◆ **EXCERPTED TEXT**
= = = = =
He is Viggo Mortensen, not worried that some people still see him as Aragorn, the King from Lord of the Rings, and nothing more:

"If someone wants to bind me to that character, he can just do it. But I enjoy so much changing age, changing dress and language, because I believe that being eclectic is important for an actor. I think that the best actors are the ones who want to change, who are always prepared to put themselves to the test, who are willing to learn, while an actor becomes boring when he stops taking risks and being interested in life".

So speaks the 48-year-old Viggo Mortensen, who has just finished filming Eastern Promises, the new movie by David Cronenberg, who he has worked with again after A History of Violence.

He is in Rome to promote the movie by Agustìn Dìaz Yanes, Alatriste (already seen at the last Rome Film Festival.) The movie, which will be released on 22nd June as The Destiny Of A Warrior, distributed by Medusa, is based on the novels of Arturo Pérez-Reverte and it's full of references to the Velazquez paintings (it won the Goya awards for set design, costumes and artistic direction.)

Viggo Mortensen certainly doesn't get bored at all, he is so busy acting, painting, writing, making music; between one take and another he reads, takes notes, takes pictures, writes books and poems, records music (nine CDs until now, and as many photography and poetry books) and he is also responsible for his publishing house, Perceval Press, because he is sure that "all the art forms are part of the same tree, they are all interesting; unfortunately life is too short to find out and really know them all, and this makes me very sad."
= = = = =
◆ **INFORMATION PROVIDED**
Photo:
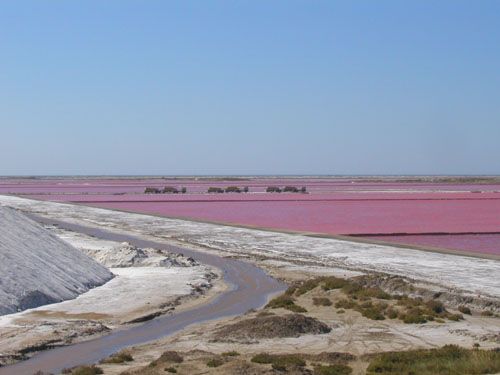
= = = = =
◆ **PROBLEM TO SOLVE**
Using the Viggo Mortensen excerpt, explain in one to three sentences why he enjoys changing age, dress, and language in his work.

◆ **RESULT OF THE TASK**
He believes that being eclectic is important for an actor. In his view, the best actors want to change, are always prepared to put themselves to the test, and are willing to learn. An actor becomes boring when he stops taking risks and being interested in life.